### Work to be completed
Copy every line of the data below word for word, keeping the wording and order the same.

### Exercise input
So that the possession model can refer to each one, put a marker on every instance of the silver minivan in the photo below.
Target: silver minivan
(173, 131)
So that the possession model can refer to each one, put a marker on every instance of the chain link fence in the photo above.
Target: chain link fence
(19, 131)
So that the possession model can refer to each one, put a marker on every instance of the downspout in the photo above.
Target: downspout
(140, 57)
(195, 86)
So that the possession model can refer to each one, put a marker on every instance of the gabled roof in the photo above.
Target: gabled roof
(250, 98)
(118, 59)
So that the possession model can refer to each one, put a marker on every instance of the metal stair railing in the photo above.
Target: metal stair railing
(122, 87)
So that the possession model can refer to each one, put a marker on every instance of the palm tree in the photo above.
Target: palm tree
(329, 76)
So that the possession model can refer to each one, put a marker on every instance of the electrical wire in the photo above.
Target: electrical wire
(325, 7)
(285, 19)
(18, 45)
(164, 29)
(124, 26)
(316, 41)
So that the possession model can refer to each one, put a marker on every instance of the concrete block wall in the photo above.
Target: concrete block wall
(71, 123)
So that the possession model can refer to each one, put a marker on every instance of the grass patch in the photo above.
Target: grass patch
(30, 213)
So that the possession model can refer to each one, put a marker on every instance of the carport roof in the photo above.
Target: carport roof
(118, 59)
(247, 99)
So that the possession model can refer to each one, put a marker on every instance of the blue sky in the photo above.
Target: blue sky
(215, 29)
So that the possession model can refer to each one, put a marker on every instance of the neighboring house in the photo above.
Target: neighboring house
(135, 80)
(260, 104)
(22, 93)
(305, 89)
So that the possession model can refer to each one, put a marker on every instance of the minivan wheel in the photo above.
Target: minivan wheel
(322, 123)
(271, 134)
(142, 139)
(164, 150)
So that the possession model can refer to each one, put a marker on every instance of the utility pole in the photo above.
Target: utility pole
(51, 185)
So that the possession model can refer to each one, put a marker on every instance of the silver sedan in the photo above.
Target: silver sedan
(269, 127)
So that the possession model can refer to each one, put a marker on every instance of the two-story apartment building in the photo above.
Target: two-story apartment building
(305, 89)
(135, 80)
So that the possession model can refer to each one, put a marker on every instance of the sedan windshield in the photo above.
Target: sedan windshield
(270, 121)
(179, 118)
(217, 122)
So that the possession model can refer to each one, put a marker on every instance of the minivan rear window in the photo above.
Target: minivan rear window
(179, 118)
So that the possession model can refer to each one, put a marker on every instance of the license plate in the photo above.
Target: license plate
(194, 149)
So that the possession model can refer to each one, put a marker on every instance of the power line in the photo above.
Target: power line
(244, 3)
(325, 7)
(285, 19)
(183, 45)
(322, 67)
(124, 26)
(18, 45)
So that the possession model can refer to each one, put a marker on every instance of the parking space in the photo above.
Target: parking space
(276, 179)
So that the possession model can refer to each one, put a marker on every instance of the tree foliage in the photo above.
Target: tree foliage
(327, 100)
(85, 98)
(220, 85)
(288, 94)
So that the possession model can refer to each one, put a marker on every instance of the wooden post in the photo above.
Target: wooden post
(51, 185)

### Task result
So that the possession model can refer to each one, put a marker on every instance of the silver minivan in the photo below.
Target: silver minivan
(173, 131)
So that the possession model can refer to each one, put a marker on every instance of the chain link fence in the photo above.
Target: chain link fence
(19, 131)
So that the possession model can refer to each one, put a marker on every instance of the downspout in the photo above.
Target: downspout
(140, 57)
(195, 86)
So that the possession model can refer to each one, put a marker on every instance of the gabled roof in the photo above.
Target: gabled roof
(250, 98)
(118, 59)
So that the possession model can refer to each one, put a marker on every instance of the metal stair railing in the photo above.
Target: metal stair railing
(122, 87)
So that the possession model can refer to each one, put a marker on every instance of the palm tree in the photo above.
Target: palm tree
(329, 76)
So that the possession model can refer to each one, put a marker on every instance of the electrical wire in the photo above.
Target: electrical wire
(325, 7)
(285, 19)
(18, 45)
(164, 29)
(124, 26)
(316, 41)
So that the possession model can refer to each one, put a marker on every instance of the concrete block wall in the photo above.
Target: concrete block wall
(71, 123)
So that the possession model can refer to each one, put a marker on every instance of the grass patch in the photo above.
Target: grass patch
(30, 213)
So that the possession model can refer to each one, put a marker on every instance of the carport roof in the photo above.
Target: carport roof
(118, 59)
(247, 99)
So that the possession model can refer to each one, put a marker on every instance of the blue sky in the photo above.
Target: blue sky
(215, 29)
So that the possession model can refer to each one, put a marker on every instance of the neighboring house in the photo above.
Target: neighboring house
(135, 80)
(260, 104)
(22, 93)
(305, 89)
So that the possession model can refer to each one, put a marker on every instance of the minivan wheel in the photo above.
Target: minivan wheel
(322, 123)
(271, 134)
(142, 139)
(164, 150)
So that the possession model can refer to each one, put a marker on every instance of the utility pole in the photo above.
Target: utility pole
(51, 185)
So that the possession model can refer to each one, put a marker on every instance of the silver sedan in the photo above.
Target: silver sedan
(269, 127)
So that the possession model can refer to each one, put a marker on every instance of the two-story apartment building in the photo above.
Target: two-story apartment building
(305, 89)
(135, 80)
So that the possession model can refer to each one, put a marker on every instance of the sedan windshield in the photo above.
Target: sedan windshield
(270, 121)
(179, 118)
(217, 122)
So that the possession model can refer to each one, put a marker on every instance of the minivan rear window in the photo above.
Target: minivan rear window
(179, 118)
So that the possession model can refer to each one, put a marker on every instance of the license plate in the photo above.
Target: license plate
(194, 149)
So that the possession model can refer to each one, put a marker on every instance of the power line in the photo above.
Target: power line
(244, 3)
(325, 7)
(285, 19)
(183, 45)
(322, 67)
(124, 26)
(18, 45)
So that the possession model can refer to each one, put a marker on every instance of the parking space in the photo above.
Target: parking space
(276, 179)
So that the possession model can refer to each one, put a marker on every instance of the tree foliage in the photo above.
Target: tree foliage
(327, 100)
(85, 98)
(220, 85)
(288, 94)
So that the possession model can refer to each one, put a marker on every instance of the wooden post in the photo above.
Target: wooden post
(51, 185)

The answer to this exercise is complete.